— SHORT TASK 1 —
In the low-code platforms extract, what does the operating system's role as an intermediary between a factory's application behavior and its hardware make possible? Answer in one to three sentences.
— SHORT TASK 2 —
Answer these questions from the low-code platforms extract:
(a) How many solutions does it identify as low-code development platforms?
(b) What was IBM Cloud formerly called?
(c) What version of Siemens MindSphere does it list?
— SHORT TASK 3 —
Summarize the low-code platforms extract in two sentences.

For hardware functions, such as a factory’s input and output sensors, the operating system acts as an intermediary between the application behaviour of the factory and the factory hardware itself. This enables the factory functionalities and services to be virtualised or executed directly by the hardware, allowing system calls to the operating system function to appropriately manage the manufacturing requirements.

3.2. Analysis of the Current Low-Code Development Platforms

There are only some low-code development platforms addressed to different industrial sectors. However, there is a lack of transversal platforms developed on open standards to create an ecosystem for building and deploying, in an automated manner, working apps to complete a specific task or solve a particular industrial problem. The following solutions have been identified as low-code development platforms: (i) Siemens MindSphere, (ii) PTC ThingWorx, (iii) GE Predix, (iv) IBM Cloud (formerly IBM BlueMix), (v) Microsoft Azure IOT Suite, and (vi) Software AG ADAMOS [39].

Table 4. Description of the existing and low-code development platforms.

Low-code development platforms and its description
Siemens MindSphere (Version 3.0, Siemens, Berlin, Germany, 2019) [40]
MindSphere is Siemens’ cloud-based, open Internet of Things (IoT) operating system that connects real things to the digital world and enables powerful industry applications and digital services to drive business success. MindSphere’s open PaaS enables a rich partner ecosystem to develop and deliver new applications. MindSphere allows users to: Connect real things to the digital world, by including secure connectivity, an easy to set up environment, and using open standards for connectivity. Use Cloud-based services, PaaS, with support, open application development, and data/ metadata characterisation. Use built-in apps and real use-cases to shorten the deployment time, e.g., fleet management, building performance, or control loop performance analytics.

— PROVIDED MATERIAL —
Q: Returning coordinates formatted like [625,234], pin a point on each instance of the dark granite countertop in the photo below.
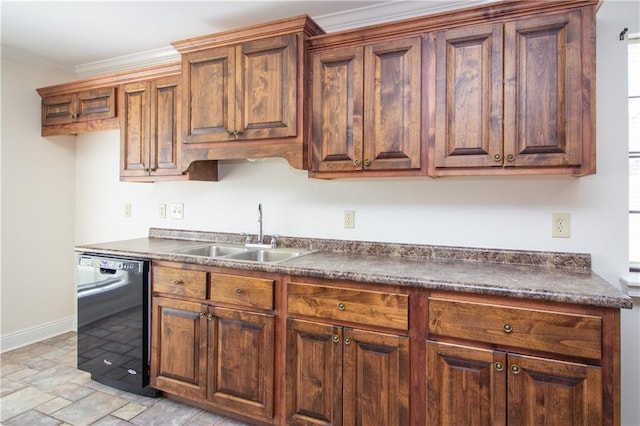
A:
[557,277]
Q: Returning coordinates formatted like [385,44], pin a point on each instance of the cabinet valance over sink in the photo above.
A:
[502,89]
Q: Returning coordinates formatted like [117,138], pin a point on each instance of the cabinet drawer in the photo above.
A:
[180,282]
[561,333]
[361,306]
[243,291]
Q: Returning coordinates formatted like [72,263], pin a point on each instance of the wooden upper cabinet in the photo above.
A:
[516,97]
[242,92]
[245,92]
[366,108]
[150,130]
[83,106]
[469,97]
[544,91]
[73,113]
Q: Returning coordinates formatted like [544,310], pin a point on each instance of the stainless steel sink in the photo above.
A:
[268,255]
[243,253]
[212,250]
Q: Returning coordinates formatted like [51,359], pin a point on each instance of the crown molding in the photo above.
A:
[353,18]
[145,59]
[388,12]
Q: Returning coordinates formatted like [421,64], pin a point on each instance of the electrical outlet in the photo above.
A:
[176,211]
[560,225]
[349,219]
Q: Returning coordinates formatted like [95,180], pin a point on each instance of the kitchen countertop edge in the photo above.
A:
[392,269]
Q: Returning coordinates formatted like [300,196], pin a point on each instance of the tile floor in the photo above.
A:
[40,385]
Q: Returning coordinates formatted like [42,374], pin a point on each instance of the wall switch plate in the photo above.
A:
[349,219]
[176,211]
[560,225]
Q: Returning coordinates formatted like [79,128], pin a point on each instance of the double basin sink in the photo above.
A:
[242,253]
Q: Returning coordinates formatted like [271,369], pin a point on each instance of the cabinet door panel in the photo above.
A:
[59,109]
[314,374]
[209,95]
[392,78]
[179,347]
[543,391]
[337,110]
[266,83]
[543,90]
[134,129]
[165,99]
[241,369]
[96,104]
[469,97]
[376,379]
[465,386]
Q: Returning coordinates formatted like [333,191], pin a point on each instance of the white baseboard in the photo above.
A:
[40,332]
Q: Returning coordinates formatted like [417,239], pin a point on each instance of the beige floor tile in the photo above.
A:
[165,413]
[90,409]
[206,418]
[7,367]
[8,386]
[53,405]
[129,411]
[32,418]
[22,400]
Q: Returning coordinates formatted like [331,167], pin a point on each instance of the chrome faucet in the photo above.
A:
[260,235]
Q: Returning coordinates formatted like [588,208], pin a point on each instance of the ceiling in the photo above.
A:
[72,33]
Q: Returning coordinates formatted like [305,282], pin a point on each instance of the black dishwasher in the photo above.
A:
[114,312]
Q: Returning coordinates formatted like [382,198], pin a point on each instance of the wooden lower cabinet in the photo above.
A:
[220,358]
[342,376]
[474,386]
[178,347]
[240,361]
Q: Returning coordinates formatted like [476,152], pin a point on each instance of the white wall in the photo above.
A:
[482,212]
[38,208]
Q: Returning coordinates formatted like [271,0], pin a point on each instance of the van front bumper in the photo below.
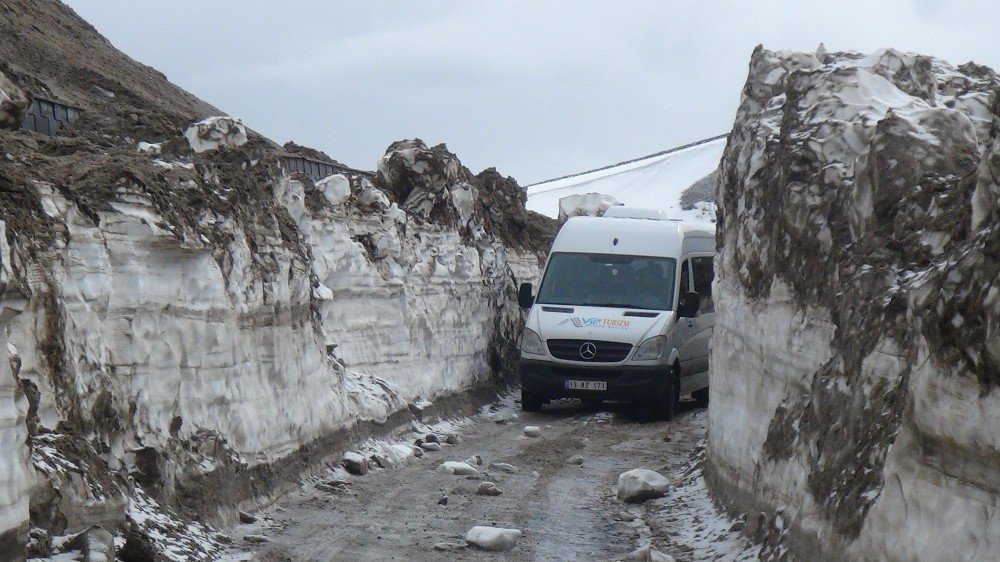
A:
[625,383]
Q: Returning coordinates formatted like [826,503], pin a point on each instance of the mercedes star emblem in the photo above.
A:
[588,351]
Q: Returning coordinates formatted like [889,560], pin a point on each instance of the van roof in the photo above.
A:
[611,235]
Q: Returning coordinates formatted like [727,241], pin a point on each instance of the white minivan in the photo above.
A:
[624,312]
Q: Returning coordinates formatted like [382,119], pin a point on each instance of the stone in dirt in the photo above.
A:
[493,538]
[13,104]
[649,554]
[355,463]
[450,545]
[488,489]
[640,484]
[457,468]
[256,539]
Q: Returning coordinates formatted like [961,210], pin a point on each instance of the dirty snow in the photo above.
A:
[653,182]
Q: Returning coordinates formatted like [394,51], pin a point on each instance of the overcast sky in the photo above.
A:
[537,89]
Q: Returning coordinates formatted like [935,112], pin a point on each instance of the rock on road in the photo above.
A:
[566,509]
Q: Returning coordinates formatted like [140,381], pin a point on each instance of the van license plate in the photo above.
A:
[587,385]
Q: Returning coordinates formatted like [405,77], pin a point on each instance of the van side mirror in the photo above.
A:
[688,304]
[524,296]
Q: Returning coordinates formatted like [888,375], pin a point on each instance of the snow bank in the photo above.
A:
[208,320]
[855,364]
[653,182]
[16,477]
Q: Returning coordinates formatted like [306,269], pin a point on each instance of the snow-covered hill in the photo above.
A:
[654,181]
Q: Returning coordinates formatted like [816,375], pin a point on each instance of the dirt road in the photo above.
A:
[565,511]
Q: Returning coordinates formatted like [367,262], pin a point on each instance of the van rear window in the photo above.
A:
[642,282]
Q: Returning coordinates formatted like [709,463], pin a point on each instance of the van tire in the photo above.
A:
[671,395]
[531,402]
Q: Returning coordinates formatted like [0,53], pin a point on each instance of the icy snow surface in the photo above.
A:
[854,360]
[654,182]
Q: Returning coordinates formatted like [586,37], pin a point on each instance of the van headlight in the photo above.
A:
[651,349]
[531,343]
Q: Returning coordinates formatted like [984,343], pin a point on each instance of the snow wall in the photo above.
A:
[855,408]
[193,313]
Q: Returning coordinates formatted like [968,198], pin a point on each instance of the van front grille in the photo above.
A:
[577,350]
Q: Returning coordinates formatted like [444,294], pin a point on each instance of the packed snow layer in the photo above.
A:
[855,387]
[191,348]
[653,182]
[16,477]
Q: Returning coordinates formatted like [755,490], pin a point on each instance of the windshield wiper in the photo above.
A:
[613,305]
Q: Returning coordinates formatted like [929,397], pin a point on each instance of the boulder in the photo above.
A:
[640,484]
[457,468]
[14,104]
[355,463]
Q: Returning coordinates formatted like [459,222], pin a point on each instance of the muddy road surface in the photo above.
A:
[414,510]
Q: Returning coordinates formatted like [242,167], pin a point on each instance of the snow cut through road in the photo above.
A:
[564,510]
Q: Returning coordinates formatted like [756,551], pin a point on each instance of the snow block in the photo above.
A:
[493,538]
[585,205]
[640,484]
[855,366]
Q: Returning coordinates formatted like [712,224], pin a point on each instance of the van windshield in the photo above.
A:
[643,282]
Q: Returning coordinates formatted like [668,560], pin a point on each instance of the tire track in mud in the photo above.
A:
[566,511]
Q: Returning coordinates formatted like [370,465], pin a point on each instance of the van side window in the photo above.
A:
[703,273]
[686,276]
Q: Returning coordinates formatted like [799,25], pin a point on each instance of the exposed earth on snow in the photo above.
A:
[565,510]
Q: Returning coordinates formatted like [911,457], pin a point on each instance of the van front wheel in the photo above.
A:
[701,397]
[671,396]
[531,402]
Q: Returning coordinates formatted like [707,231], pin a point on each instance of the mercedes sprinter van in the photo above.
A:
[624,312]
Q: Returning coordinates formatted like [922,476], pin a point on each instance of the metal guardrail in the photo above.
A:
[318,169]
[48,116]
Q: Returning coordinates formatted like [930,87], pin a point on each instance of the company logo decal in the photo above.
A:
[611,323]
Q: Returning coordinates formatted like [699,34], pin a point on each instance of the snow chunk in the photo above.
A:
[216,132]
[649,554]
[457,468]
[493,538]
[336,188]
[640,484]
[585,205]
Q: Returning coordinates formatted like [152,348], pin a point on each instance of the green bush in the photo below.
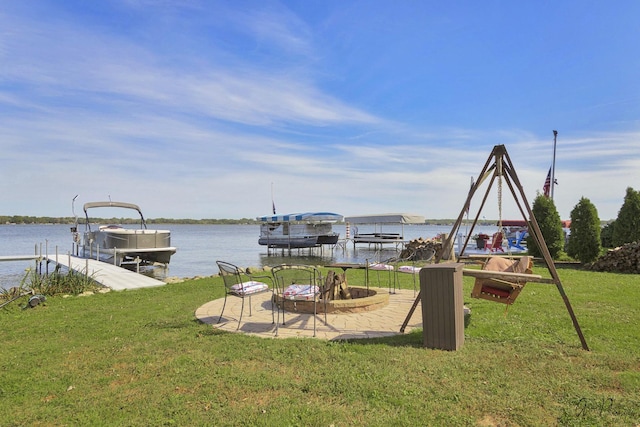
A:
[584,241]
[550,224]
[627,225]
[606,235]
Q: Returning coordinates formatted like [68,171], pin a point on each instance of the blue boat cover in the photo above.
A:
[306,216]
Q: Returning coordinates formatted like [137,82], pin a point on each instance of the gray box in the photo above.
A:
[441,296]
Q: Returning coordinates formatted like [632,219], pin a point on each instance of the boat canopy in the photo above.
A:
[392,218]
[111,205]
[306,216]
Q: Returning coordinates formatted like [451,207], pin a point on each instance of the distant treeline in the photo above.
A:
[22,219]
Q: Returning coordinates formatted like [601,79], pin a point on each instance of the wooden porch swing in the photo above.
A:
[502,278]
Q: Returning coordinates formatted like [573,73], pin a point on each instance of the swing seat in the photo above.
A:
[510,276]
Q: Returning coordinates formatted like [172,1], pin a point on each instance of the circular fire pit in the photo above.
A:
[361,300]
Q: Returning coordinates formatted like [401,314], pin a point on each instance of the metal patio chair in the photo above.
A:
[241,284]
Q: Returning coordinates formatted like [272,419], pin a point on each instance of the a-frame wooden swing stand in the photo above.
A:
[499,166]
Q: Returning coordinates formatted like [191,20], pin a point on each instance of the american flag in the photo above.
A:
[547,184]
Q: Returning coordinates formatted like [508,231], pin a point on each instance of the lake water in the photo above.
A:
[199,246]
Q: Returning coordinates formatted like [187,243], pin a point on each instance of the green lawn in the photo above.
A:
[139,358]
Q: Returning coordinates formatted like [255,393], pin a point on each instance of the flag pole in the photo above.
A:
[553,165]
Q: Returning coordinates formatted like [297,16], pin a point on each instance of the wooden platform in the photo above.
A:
[109,275]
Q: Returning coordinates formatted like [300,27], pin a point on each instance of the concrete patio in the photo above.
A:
[383,322]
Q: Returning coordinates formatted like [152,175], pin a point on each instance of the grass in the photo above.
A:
[139,358]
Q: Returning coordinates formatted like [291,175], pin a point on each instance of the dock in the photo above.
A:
[109,275]
[106,274]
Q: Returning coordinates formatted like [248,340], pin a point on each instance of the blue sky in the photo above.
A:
[198,109]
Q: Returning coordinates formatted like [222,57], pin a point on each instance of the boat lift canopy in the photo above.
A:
[306,216]
[379,238]
[111,204]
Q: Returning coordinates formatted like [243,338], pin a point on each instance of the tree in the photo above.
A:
[606,235]
[584,241]
[627,225]
[546,214]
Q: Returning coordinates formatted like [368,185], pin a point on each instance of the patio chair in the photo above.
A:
[296,284]
[243,285]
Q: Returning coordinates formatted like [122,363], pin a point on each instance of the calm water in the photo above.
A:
[199,246]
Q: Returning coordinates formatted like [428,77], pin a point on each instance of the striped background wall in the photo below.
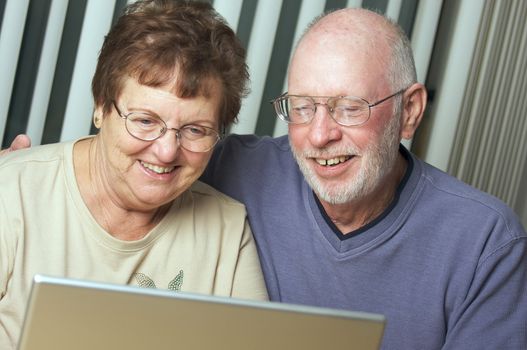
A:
[48,52]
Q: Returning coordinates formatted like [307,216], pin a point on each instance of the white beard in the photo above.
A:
[377,161]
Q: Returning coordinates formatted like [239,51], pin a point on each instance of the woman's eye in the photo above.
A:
[196,130]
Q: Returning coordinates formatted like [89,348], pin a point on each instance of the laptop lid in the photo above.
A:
[74,314]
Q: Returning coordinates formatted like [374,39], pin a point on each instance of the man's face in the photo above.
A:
[343,163]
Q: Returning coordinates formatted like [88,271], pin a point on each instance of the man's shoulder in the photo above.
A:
[467,202]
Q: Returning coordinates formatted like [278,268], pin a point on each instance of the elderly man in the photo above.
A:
[362,224]
[346,217]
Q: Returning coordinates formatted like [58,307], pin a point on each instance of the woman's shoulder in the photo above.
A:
[204,194]
[38,155]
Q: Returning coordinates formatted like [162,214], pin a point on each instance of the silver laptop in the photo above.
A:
[66,314]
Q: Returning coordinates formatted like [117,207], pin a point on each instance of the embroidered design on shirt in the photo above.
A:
[146,282]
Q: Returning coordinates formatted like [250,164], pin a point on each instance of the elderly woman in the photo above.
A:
[125,205]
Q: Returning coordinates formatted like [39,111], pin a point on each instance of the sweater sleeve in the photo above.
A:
[493,315]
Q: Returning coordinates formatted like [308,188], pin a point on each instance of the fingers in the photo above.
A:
[20,142]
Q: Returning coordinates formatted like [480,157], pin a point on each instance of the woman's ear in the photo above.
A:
[97,117]
[414,103]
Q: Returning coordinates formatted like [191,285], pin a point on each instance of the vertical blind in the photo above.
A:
[49,48]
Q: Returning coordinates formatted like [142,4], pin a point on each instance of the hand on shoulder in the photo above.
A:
[20,142]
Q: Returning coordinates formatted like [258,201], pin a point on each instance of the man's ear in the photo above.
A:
[414,103]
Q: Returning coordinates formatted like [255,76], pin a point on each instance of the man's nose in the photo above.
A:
[323,129]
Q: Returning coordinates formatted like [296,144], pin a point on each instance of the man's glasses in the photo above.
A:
[146,127]
[345,110]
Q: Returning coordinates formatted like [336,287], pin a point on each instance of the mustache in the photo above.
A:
[327,152]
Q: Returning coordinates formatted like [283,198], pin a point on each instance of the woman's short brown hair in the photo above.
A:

— EXPECTED ANSWER 1 —
Because the operating system sits between the factory's application behavior and its hardware, factory functionalities and services can be virtualized or executed directly by the hardware. This allows system calls to the operating system to manage manufacturing requirements appropriately.

— EXPECTED ANSWER 2 —
(a) Six.
(b) IBM BlueMix.
(c) Version 3.0.

— EXPECTED ANSWER 3 —
The operating system in a factory mediates between application behavior and hardware, and although some low-code development platforms serve particular industrial sectors, transversal platforms built on open standards are lacking. Six low-code platforms have been identified, among them Siemens MindSphere, a cloud-based, open IoT operating system that lets users connect real things to the digital world, use cloud-based services, and shorten deployment with built-in apps.